(Extract provided)
# General > Member's Lounge > Nature and Conservation >  Journey to the fire mountain of Borneo (Mulu Trip)

## kuching

After so many many years, I finally had a chance to visit Mulu National Park & climbed the Gunung Api (Fire Mountain)!!!

Some shots to share before I start to post my pictures from day 1 to day 4....
(including tons of pictures of flora & fauna except fish...as I don't have underwater camera)


The pinnacles of the Fire Mountain:







A longhouse @ Mulu National Park





The rare green coloured lantern bug






....to be continued.

----------


## kuching

May 14, 2009. A great evening to go out with photokaki at Miri to shoot the night scenery of this beautiful oil city before going to Mulu.


Miri is located in the most northern part of Sarawak.




Canada hill @ Miri





The new flyover





The decoration inside a hotel





.....to be continued.

----------


## benetay

Lovely! Can't wait to see more!

Cheers!

----------


## celticfish

:Well done: 

Michael, you are making me drool again lah! 
BTW what are the pinnacles made of/from?
I'm intrigue by how its formed, from a geological perspective...  :Confused:

----------


## kuching

Thanks Benetay & Celticfish.

pinnacles are made of limestone.

----------


## kuching

En route to Mulu using ATR aircraft:


Before reaching Mulu, we could see a huge area became oil palm plantation & logging site:




Logging road





We could see the border of Brunei & northern Sarawak from the plane. The left side which got green virgin rainforest is Brunei, and the right side which is covered by oil palm trees & small trees of logging site is Sarawak......

But when we reached Mulu, we could see the dense limestone forest....





The Baram river





MasWings is using this new ATR aircraft......





ATR landed at Mulu airport.





...... to be continued.

----------


## kuching

Gunung Mulu National Park is the most beautiful & the largest NP in Sarawak of Malaysian Borneo. The park contains 3,500 plant species, 8,000 fungi and 20,000 animal species(most of them are insects) !!!


Our hostel in Mulu NP:





The plankwalk....





A hostel




The plankwalk





Our guide, Jenny is briefing us....





The dense rainforest.

----------


## kuching

There are a lot of rivers in this area....and so many fishes that I never seen before!
(End Extract provided)
* [Required actions]
1 > In the Mulu trip thread, what are the pinnacles of the Fire Mountain made of?
2 > Carry on the Mulu trip thread from its last post, starting after its final sentence.
The listing after this comes from a separate source.
(Stored data)
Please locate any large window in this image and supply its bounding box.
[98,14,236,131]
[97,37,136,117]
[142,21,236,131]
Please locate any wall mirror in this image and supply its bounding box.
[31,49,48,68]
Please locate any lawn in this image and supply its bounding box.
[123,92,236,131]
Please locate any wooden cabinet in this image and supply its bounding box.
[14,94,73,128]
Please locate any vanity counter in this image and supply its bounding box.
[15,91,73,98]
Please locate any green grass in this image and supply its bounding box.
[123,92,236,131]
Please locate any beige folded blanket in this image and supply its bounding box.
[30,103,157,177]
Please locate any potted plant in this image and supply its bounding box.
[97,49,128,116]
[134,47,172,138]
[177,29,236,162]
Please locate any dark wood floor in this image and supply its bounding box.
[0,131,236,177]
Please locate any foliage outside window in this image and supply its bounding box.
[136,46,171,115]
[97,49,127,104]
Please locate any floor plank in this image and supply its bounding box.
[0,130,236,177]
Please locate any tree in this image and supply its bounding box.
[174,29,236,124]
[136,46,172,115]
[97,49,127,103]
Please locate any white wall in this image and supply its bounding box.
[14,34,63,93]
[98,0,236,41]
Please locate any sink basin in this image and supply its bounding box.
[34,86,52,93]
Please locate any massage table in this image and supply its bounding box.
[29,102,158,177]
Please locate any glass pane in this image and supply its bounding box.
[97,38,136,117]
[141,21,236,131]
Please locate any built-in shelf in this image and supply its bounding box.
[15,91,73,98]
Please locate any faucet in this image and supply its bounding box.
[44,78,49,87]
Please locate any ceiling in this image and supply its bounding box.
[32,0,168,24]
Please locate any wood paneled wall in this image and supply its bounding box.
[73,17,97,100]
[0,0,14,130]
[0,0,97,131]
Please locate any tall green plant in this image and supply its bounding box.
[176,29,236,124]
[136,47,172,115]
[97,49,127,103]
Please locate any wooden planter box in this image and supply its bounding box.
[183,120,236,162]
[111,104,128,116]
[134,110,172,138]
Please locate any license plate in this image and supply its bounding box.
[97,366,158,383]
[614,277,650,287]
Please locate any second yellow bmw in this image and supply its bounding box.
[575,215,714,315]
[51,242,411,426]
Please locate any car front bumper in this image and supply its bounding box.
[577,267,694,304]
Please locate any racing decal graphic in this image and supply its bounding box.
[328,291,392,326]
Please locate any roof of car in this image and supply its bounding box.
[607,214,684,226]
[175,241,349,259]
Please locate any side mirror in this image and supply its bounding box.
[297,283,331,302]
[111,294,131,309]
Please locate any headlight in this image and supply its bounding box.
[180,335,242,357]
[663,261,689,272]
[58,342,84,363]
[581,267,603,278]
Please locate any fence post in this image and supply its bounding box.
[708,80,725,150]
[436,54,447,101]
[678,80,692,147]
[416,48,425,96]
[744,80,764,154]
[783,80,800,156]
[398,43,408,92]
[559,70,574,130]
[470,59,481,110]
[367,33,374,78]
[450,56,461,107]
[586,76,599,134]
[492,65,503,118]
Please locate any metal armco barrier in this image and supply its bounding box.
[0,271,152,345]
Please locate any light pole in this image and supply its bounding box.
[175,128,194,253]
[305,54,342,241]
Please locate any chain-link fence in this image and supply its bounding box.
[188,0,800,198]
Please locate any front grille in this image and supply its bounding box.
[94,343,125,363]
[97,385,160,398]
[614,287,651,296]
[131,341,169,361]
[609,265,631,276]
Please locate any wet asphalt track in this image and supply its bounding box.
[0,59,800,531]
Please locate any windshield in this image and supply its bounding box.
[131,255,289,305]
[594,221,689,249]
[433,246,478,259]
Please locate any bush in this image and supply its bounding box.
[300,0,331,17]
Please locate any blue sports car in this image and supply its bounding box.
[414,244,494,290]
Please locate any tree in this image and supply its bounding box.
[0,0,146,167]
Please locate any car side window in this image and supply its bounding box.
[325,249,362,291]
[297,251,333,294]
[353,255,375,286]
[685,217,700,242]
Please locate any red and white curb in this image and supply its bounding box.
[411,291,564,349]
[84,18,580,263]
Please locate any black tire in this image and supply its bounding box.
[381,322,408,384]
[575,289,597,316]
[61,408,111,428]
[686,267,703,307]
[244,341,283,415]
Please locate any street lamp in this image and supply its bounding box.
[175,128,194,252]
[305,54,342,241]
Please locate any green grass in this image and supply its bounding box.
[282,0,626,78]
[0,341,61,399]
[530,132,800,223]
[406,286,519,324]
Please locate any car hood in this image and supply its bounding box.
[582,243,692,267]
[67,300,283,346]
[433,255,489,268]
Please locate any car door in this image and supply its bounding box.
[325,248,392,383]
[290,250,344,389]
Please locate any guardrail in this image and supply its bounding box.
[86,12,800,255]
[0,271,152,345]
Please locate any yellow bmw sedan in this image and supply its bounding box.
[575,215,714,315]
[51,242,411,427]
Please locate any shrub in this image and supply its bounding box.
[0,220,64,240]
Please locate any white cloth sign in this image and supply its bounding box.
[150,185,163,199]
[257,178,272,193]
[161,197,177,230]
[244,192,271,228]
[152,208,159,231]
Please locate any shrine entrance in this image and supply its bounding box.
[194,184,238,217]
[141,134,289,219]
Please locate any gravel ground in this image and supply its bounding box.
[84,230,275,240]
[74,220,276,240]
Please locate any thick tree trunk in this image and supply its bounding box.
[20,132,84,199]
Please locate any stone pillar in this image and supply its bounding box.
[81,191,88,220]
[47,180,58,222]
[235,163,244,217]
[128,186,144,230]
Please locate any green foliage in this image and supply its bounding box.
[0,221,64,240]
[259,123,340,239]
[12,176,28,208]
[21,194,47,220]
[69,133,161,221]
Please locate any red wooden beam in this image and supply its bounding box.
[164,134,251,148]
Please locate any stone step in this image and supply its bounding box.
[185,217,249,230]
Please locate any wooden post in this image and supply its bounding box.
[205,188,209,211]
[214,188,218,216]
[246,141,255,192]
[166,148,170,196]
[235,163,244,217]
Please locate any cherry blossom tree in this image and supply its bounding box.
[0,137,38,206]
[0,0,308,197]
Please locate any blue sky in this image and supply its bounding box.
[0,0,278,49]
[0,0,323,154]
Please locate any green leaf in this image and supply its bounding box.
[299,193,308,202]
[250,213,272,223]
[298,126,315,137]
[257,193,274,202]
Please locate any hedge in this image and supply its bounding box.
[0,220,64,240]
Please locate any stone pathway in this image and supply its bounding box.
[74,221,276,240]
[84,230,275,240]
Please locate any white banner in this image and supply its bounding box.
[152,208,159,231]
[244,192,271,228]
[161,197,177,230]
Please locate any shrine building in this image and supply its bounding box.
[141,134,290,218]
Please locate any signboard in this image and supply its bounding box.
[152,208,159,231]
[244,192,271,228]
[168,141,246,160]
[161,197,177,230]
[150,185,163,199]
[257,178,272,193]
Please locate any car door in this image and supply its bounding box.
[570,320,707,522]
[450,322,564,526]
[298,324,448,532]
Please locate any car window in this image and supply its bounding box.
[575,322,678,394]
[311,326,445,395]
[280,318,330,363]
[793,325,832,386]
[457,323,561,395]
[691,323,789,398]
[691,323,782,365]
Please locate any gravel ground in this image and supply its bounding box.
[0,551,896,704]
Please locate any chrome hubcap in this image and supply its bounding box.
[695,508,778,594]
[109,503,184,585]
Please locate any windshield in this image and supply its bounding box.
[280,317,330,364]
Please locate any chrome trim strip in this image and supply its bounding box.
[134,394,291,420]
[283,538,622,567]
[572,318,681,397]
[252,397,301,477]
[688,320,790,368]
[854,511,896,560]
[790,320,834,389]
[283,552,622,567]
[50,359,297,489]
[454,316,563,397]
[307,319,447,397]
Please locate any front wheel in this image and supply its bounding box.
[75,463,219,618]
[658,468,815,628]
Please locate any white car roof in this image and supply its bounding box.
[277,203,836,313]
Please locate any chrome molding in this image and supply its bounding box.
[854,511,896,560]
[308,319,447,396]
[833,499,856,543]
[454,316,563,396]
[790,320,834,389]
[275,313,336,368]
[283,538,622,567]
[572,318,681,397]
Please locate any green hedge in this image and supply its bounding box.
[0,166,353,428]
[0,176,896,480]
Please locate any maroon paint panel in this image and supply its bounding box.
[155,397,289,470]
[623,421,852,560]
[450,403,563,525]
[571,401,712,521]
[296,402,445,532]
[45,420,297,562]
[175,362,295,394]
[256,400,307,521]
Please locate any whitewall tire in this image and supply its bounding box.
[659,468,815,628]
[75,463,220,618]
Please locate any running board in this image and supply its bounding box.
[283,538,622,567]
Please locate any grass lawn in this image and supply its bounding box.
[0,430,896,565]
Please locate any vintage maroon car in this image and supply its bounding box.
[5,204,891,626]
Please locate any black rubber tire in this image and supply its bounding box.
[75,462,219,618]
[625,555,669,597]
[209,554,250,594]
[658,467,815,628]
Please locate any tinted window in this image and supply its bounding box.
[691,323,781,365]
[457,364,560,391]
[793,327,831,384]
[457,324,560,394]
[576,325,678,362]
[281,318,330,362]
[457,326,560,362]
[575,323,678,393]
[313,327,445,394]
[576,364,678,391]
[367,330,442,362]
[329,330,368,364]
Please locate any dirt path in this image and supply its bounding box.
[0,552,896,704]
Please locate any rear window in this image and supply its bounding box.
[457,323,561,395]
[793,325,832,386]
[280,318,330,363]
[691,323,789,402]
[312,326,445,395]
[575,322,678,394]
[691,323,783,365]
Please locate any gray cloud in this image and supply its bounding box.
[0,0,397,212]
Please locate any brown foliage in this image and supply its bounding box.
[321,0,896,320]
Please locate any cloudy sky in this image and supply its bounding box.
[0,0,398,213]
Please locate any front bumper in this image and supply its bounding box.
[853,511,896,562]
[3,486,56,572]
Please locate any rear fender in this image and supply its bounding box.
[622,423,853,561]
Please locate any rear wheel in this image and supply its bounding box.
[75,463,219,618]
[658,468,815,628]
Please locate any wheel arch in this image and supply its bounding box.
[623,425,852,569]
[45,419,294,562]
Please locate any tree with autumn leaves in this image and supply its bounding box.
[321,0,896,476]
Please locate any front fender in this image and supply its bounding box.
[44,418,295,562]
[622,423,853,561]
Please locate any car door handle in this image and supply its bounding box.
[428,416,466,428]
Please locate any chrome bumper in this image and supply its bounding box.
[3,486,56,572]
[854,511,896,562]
(End Stored data)
* [Answers to the tasks]
1 > Limestone.

2 >
The giant tree.




a dry river bed.





A limestone hill.





Mulu's status as a World Heritage site has attracted a lot of tourists to visit this park. Most of them come here to see the spectacular caves. There are a lot of caves in Mulu, but only a few are opened for tourists to visit.


Entrance of lang's cave. It is named after a local guide who showed this cave to the cave explorers in 1977.

----------


## genes

Goodness. Another eye opener for the concrete jungle dwellers! Michael you should start doing videography or documentaries over your explorations man.

----------


## kuching

We were not allowed to use the tripod, so I shot all those pictures using external flash & ISO set to 3,200!!!

Lang's cave has a lot of beautiful stalactites, stalagmites and helictites.

















A toad inside the cave.

----------


## kuching

> Goodness. Another eye opener for the concrete jungle dwellers! Michael you should start doing videography or documentaries over your explorations man.


Yup, I did take some short video clips using my Nikon D90. :Grin:

----------


## kuching

There are so many plants inside Mulu NP. I was shocked to see _Cryptocoryne longicauda_ (aquatic aroid) growing in the freshwater swamp near the limestone outcrop.





The spathe (flower).





Emersed condition.





Submerged condition.





The habitat.

----------


## kuching

There are so many type of orchids as well....below is the largest orchid from Borneo: Tiger orchid (_Grammatophyllum speciosum_).

----------


## kuching

Deer cave is one of the largest caves in this world. It was very hard to photograph this giant cave without a tripod. The flash light is useless here....so I set my camera ISO to 6400!!!




Deer cave is about 2km long, the cave entrance is 120m high & 175m wide!!!





A natural pond. There are white shrimps swimming in a subterranean stream there...but I don't have macro lens at that time to photograph it.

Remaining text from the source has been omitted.